• [Required work]: According to the article on protective equipment and Ebola, which organization issued the new guidelines for removing personal protective equipment?

• [Page extract]:
--------
Better Protective Equipment Needed to Prevent Ebola Infection

October 29, 2014
Davy James, Associate Editor

New recommendations for the removal of protective gear highlight the need for enhanced technologies.

A new set of guidelines from the US Centers for Disease Control and Prevention (CDC) for removing personal protective equipment (PPE) highlights the need for improved protective gear to prevent Ebola infection in health care workers.

In a commentary posted online today in the Journal of the American Medical Association, Michael B. Edmond, MD, MPH, MPA; Daniel J. Diekema, MD, MS; and Eli N. Perencevich, MD, MS, stated that the need for a reengineering of PPE is necessary in US hospitals and, more critically, African outbreak zones.
--------
• [Study material]:
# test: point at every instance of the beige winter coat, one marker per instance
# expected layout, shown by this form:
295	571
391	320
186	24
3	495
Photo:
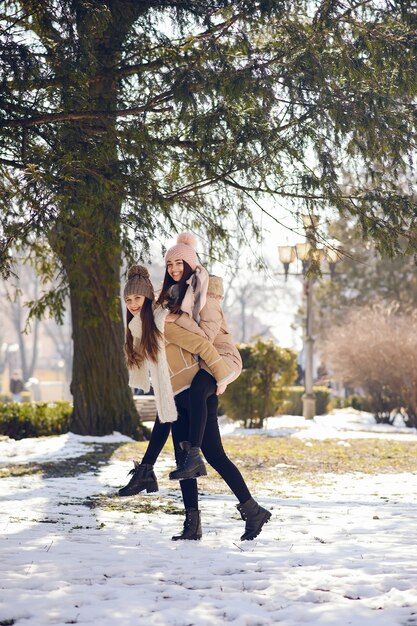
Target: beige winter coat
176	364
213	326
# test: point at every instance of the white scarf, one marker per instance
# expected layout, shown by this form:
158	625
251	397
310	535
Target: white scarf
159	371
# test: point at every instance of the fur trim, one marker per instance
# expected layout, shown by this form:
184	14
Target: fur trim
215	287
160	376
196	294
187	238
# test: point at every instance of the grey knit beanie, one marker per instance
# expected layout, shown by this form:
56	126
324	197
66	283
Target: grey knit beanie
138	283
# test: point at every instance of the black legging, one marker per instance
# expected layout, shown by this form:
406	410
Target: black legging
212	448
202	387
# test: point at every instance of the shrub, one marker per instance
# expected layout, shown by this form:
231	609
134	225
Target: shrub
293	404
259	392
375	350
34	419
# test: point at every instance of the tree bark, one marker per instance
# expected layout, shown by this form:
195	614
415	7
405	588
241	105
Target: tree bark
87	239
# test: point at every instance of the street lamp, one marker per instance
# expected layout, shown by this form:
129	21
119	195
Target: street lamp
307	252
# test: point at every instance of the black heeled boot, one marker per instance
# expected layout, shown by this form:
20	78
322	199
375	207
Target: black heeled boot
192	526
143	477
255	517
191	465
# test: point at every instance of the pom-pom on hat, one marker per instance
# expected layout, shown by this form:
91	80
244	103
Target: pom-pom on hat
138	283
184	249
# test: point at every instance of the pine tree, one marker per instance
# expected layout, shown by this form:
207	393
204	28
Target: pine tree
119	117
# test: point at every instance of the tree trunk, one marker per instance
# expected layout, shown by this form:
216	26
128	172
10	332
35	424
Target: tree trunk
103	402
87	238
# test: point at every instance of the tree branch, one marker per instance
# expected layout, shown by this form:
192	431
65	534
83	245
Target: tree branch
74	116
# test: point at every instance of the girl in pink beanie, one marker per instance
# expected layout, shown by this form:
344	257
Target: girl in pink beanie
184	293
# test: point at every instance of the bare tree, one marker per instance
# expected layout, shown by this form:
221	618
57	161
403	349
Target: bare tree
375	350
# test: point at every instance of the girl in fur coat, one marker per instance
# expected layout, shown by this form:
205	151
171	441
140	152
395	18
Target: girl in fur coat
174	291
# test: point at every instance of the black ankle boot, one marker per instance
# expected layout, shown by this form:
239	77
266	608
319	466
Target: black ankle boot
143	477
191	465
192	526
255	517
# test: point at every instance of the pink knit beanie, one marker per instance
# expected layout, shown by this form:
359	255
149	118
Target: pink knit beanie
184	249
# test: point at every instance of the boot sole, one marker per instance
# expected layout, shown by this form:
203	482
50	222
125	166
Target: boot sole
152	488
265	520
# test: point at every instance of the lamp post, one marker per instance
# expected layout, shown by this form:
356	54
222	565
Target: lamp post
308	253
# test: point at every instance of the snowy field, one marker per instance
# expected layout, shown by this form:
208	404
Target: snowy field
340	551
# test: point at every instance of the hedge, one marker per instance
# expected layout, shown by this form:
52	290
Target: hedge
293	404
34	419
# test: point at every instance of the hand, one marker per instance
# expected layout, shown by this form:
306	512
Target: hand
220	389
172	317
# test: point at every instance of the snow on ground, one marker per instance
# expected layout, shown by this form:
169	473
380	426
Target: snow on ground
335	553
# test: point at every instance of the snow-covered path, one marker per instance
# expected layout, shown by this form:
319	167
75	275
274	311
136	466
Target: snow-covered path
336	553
--------
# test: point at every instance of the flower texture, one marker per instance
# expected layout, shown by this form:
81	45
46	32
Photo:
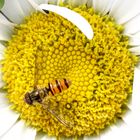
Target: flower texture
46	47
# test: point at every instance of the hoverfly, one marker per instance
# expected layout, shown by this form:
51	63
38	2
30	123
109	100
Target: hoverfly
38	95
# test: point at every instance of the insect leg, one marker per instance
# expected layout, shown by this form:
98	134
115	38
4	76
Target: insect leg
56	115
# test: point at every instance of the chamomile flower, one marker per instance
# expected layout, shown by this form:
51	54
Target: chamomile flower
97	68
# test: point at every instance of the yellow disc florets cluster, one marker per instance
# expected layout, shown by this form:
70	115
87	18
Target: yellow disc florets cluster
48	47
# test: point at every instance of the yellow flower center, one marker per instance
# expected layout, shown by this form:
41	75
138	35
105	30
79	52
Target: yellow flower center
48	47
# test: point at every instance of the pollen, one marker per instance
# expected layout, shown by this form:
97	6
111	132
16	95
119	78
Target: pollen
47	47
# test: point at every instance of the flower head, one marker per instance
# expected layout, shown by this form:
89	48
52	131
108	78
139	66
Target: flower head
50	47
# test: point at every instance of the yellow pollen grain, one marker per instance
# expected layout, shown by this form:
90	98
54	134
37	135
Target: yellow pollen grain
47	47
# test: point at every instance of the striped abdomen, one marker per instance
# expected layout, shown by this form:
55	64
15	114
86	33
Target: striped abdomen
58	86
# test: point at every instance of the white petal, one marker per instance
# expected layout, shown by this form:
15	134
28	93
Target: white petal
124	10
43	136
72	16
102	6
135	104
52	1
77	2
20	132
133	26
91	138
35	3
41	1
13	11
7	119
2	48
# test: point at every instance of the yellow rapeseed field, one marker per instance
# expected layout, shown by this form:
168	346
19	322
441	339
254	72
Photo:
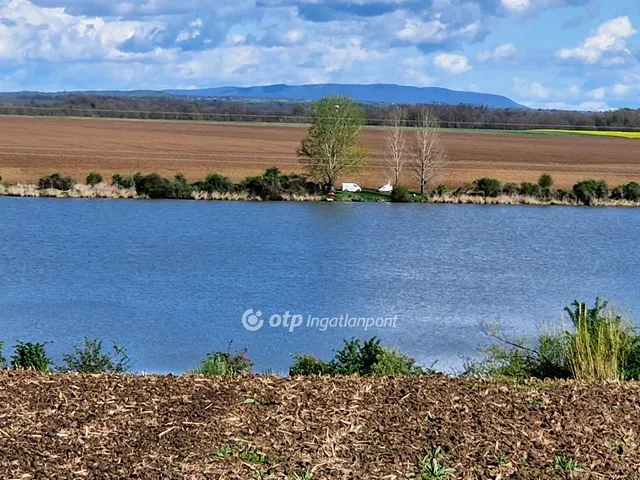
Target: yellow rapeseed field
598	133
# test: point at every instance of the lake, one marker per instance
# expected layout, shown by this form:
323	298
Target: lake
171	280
--------
• [Task result]: The US Centers for Disease Control and Prevention (CDC).